Dataset rows
════════

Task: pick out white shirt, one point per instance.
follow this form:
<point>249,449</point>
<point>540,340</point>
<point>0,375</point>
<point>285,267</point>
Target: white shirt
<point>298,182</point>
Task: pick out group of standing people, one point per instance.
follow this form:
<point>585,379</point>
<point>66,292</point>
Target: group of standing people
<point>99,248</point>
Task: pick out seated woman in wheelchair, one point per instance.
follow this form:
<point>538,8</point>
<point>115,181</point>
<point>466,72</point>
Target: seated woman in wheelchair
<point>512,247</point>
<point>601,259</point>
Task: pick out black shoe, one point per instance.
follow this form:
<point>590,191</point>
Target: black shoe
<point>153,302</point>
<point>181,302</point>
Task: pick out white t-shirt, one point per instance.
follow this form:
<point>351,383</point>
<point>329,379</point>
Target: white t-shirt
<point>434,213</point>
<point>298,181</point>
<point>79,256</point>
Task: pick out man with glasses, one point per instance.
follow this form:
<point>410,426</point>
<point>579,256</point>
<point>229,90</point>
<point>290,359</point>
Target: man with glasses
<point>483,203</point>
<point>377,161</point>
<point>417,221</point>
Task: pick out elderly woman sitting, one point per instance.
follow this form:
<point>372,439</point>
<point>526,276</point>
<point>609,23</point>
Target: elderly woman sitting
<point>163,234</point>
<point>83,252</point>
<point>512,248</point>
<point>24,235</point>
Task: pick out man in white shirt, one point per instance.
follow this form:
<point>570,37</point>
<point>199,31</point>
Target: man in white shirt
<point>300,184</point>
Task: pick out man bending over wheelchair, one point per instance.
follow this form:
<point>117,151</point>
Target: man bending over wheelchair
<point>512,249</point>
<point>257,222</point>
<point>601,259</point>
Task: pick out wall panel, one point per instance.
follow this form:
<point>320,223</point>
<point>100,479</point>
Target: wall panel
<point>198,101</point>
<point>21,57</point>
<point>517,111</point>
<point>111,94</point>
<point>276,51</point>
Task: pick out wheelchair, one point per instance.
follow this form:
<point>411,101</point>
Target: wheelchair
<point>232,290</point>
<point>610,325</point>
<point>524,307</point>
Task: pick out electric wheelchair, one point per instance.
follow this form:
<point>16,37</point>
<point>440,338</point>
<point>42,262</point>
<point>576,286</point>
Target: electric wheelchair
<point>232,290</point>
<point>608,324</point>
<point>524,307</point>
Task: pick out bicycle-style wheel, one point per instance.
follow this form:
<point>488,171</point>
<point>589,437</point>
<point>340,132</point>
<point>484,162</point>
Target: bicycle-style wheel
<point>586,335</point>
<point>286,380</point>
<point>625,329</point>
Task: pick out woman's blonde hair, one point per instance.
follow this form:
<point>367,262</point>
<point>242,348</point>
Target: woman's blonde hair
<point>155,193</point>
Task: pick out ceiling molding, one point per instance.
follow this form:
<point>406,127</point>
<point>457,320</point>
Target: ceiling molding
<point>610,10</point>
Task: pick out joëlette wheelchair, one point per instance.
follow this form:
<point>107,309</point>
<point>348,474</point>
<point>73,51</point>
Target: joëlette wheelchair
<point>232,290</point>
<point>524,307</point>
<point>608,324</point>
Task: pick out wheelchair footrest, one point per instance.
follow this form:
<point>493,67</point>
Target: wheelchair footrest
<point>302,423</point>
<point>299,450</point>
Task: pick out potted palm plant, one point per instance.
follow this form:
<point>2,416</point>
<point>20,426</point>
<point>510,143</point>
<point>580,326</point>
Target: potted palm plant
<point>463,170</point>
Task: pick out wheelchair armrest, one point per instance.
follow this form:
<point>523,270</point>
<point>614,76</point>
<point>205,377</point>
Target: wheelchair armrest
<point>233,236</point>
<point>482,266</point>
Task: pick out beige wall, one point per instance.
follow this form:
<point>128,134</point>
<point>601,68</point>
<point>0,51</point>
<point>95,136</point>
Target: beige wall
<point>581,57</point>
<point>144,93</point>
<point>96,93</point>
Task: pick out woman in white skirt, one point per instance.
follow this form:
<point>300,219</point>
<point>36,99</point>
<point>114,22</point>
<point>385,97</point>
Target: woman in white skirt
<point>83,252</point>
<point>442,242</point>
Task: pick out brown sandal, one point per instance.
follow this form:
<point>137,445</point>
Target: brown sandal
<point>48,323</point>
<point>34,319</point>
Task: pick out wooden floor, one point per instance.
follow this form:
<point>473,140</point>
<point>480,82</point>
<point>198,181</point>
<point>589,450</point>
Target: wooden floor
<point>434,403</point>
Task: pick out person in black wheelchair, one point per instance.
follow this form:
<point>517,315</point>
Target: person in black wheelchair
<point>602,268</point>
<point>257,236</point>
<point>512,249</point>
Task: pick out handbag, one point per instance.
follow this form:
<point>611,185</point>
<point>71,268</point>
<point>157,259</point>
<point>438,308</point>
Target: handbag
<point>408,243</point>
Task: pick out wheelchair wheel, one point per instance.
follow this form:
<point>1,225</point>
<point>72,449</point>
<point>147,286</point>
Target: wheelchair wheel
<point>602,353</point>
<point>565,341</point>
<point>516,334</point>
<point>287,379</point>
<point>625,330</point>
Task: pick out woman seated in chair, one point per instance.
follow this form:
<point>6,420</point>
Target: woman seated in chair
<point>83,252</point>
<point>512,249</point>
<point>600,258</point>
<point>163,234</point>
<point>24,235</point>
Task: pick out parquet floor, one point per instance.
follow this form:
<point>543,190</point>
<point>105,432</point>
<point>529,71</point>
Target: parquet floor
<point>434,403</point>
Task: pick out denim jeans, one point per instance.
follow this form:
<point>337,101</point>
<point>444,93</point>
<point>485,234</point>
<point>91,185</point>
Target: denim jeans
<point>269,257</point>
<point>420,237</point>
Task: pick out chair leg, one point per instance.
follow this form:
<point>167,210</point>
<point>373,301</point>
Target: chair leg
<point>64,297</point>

════════

Rescale the rows from their start through the line containing "<point>181,302</point>", both ends included, by writing those lines out again with every answer point coordinate multiplied by 1.05 and rounded to a whole number, halves rounding up. Keep the requests and the coordinates in their format samples unchanged.

Task: pick out white shirt, one point per instance.
follow this form:
<point>249,449</point>
<point>540,340</point>
<point>0,375</point>
<point>285,267</point>
Target: white shirt
<point>313,191</point>
Task: pick out group of standing people, one point per instance.
follow this form:
<point>585,379</point>
<point>66,292</point>
Target: group of standing people
<point>104,260</point>
Task: pick out seated woman in wheelchair, one point per instance.
follow this form:
<point>538,8</point>
<point>115,181</point>
<point>466,72</point>
Target: seated woman in wheelchair
<point>538,259</point>
<point>631,272</point>
Task: pick out black shoe, one point per instance.
follow this form:
<point>590,191</point>
Target: black shoe
<point>161,317</point>
<point>190,317</point>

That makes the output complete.